#### What needs to be done
Render the material below as a two-column CSV with the headers text and answer, starting at the line containing "Annotation guideline v3.1 — Label: common" and ending at the line containing "[[431, 231, 611, 316]]". Each row should hold one passage and the answer that follows it, with each field in quotes and line breaks changed to spaces.

>> Start Data lines

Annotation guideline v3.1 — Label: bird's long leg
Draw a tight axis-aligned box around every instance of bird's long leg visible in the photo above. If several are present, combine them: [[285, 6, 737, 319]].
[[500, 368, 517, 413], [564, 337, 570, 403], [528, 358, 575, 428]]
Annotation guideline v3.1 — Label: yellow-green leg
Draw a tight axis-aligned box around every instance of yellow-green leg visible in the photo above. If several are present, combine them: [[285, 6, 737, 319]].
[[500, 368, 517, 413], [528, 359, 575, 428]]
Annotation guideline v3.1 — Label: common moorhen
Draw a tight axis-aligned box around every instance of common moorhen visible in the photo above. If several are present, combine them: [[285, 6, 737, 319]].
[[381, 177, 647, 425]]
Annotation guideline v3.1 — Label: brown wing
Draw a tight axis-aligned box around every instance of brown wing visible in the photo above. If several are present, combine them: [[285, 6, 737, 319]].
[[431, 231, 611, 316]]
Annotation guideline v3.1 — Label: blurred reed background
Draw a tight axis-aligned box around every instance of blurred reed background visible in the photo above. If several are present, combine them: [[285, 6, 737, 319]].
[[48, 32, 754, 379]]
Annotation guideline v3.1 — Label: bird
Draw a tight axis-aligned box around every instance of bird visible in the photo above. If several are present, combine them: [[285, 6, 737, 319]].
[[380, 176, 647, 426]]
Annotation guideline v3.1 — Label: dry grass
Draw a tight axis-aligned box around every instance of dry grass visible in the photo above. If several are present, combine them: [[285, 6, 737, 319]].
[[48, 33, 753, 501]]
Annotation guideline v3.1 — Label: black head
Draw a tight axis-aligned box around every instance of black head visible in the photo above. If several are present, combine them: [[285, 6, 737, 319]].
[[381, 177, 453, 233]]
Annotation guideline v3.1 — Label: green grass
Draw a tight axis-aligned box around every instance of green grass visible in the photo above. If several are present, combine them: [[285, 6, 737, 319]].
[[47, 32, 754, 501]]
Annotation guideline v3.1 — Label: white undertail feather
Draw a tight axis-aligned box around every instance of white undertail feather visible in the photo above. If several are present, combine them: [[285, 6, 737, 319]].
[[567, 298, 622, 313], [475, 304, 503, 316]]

>> End Data lines

#### Result
text,answer
"Annotation guideline v3.1 — Label: common moorhen Draw a tight axis-aligned box around every instance of common moorhen visible in the photo above. If several are present, combine them: [[285, 6, 737, 319]].","[[381, 177, 647, 425]]"
"Annotation guideline v3.1 — Label: brown wing Draw a tight axis-aligned box around every instance of brown wing visible in the photo above. If several are present, combine them: [[285, 6, 737, 319]].","[[431, 231, 611, 316]]"